- **WHAT THE EXERCISE ASKS**: Reproduce the line that contains "of the person" and every line after it through the end of the records, exactly, with nothing added.

- **AVAILABLE DATA**:
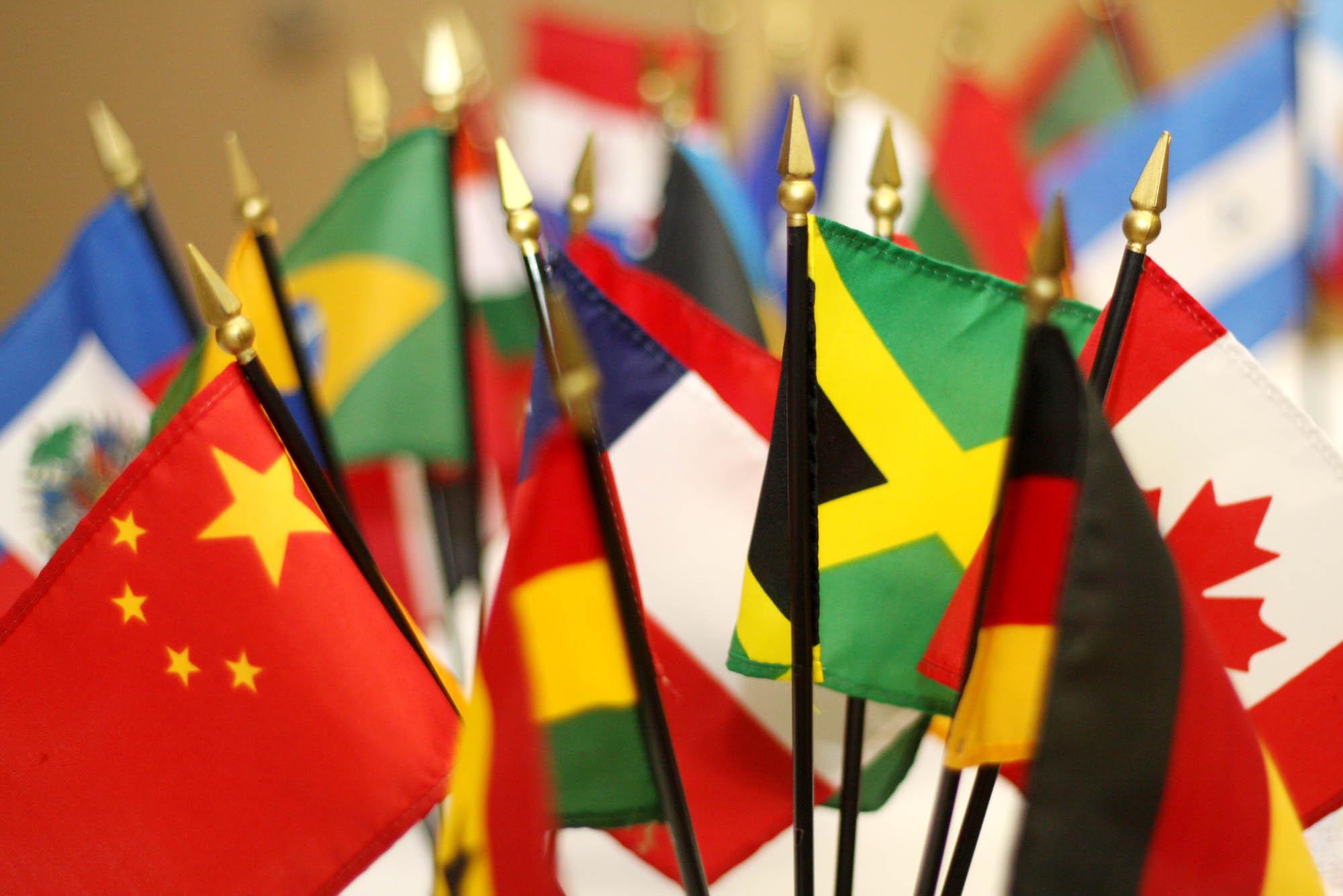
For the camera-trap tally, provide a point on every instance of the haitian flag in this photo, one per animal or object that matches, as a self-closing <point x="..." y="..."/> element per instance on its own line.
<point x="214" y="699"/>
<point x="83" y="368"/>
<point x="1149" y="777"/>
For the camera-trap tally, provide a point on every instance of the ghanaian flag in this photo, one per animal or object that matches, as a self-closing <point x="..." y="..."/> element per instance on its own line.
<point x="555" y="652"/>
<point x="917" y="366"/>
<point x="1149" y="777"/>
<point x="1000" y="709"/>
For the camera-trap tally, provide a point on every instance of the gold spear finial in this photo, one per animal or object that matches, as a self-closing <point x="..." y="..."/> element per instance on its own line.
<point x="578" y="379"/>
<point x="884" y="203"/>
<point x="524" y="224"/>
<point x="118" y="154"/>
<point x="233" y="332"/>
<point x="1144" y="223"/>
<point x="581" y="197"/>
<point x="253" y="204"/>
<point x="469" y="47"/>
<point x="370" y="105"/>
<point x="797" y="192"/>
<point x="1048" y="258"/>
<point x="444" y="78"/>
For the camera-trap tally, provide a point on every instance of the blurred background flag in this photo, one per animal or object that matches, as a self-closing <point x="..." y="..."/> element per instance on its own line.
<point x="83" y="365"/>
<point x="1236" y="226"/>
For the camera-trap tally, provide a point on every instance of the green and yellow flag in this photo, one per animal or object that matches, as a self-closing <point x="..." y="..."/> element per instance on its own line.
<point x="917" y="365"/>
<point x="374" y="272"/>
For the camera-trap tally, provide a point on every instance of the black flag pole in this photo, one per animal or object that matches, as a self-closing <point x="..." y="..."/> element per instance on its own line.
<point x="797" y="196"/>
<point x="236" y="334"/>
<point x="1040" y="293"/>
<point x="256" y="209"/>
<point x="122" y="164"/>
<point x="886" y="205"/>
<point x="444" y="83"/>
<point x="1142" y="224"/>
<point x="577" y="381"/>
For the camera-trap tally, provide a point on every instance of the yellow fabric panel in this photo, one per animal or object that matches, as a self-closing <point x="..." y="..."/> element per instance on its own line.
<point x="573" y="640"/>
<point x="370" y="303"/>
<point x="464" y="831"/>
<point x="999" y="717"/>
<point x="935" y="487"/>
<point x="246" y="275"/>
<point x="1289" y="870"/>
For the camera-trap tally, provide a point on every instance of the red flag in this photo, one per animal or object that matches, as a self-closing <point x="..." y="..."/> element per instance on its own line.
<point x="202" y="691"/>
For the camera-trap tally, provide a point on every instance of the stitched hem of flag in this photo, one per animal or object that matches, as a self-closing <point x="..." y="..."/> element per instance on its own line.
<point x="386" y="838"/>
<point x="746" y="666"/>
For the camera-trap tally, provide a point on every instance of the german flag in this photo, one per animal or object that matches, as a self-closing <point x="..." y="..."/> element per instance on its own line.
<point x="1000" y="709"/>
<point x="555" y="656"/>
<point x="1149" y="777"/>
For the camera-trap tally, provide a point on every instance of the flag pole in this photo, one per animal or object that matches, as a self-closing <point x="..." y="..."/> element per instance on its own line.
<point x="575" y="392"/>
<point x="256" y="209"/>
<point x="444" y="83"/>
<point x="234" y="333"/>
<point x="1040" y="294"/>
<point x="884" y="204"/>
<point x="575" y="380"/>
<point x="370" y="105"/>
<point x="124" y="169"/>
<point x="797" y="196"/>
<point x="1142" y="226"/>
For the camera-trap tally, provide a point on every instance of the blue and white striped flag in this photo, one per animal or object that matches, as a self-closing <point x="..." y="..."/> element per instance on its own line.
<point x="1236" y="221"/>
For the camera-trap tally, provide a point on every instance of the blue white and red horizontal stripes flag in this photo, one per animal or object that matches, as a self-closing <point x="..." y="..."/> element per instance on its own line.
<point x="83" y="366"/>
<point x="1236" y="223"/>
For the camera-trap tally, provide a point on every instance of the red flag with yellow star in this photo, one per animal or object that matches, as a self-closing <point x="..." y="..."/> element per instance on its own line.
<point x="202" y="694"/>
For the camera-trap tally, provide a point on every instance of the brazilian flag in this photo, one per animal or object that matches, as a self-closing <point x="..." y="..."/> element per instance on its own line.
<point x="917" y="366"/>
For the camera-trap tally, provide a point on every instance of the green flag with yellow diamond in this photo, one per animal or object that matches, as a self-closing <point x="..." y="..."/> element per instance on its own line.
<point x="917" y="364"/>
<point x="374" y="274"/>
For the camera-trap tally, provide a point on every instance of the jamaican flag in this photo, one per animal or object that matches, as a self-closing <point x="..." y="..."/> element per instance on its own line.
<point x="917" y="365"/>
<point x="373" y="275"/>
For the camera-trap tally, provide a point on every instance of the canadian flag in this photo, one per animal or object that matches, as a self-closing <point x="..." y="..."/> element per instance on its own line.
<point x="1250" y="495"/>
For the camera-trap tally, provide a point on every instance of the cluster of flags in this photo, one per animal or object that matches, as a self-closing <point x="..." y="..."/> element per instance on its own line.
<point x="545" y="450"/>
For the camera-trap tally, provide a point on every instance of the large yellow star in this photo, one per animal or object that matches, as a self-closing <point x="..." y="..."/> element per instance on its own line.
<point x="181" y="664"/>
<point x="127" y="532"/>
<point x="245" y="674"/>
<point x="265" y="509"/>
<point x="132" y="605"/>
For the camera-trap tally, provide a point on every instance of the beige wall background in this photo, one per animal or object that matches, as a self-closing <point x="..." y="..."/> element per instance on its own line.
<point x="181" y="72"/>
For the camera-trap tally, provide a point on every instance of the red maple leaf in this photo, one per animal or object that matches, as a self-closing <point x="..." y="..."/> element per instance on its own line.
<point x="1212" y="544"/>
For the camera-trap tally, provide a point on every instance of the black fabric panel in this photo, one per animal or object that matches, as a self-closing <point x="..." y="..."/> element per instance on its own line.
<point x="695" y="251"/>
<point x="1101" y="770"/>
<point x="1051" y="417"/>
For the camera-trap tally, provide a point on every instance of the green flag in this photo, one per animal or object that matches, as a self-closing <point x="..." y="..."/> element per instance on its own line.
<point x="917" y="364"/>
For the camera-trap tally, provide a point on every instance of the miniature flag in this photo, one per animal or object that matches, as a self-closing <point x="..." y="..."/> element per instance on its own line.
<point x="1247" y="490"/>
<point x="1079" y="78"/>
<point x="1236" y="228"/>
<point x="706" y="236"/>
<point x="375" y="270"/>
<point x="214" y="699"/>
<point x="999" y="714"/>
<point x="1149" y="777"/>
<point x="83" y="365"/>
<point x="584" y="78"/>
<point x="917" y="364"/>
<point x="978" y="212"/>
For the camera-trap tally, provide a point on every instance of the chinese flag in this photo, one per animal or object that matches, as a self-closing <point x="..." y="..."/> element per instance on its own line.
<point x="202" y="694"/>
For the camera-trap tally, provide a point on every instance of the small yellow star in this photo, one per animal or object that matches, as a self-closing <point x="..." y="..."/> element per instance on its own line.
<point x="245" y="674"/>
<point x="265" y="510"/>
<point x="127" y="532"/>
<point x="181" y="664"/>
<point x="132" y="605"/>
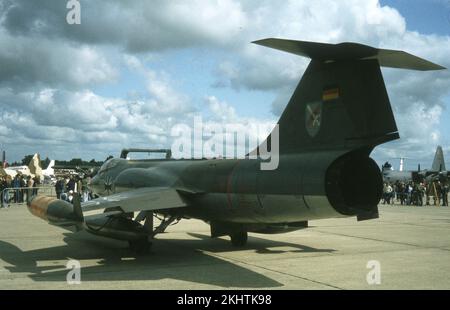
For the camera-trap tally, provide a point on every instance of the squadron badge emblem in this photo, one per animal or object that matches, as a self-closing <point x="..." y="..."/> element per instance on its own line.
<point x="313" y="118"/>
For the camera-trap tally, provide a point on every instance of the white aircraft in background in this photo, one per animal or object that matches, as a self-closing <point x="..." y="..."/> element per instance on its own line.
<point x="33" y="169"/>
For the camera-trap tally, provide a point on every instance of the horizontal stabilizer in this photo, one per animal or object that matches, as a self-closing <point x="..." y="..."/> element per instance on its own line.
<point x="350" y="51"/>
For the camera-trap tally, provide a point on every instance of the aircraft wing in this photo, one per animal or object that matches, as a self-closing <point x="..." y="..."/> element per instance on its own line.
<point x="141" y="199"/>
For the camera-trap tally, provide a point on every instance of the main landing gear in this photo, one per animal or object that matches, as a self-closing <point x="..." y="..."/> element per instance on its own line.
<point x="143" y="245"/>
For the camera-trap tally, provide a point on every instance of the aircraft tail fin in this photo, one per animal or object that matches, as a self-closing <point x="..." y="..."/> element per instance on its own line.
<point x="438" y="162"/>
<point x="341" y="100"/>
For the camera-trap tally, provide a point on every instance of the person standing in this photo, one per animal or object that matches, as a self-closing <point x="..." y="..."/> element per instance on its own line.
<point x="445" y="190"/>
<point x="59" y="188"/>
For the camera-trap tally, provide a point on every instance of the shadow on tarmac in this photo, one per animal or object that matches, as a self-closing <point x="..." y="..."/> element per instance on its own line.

- **SOLUTION TO THE EXERCISE**:
For the camera-trap tally, provide a point on every instance of the person standing in this photo, one per animal or object that matches, as a self-closing <point x="..." y="..."/> element per instance on its own line.
<point x="445" y="190"/>
<point x="59" y="188"/>
For the camera-trap tally, provide a point on every instance of the shadow on tarmac in this photo, one per animal or object that matches, as a self-closing <point x="..." y="..."/> element per instance on its own line.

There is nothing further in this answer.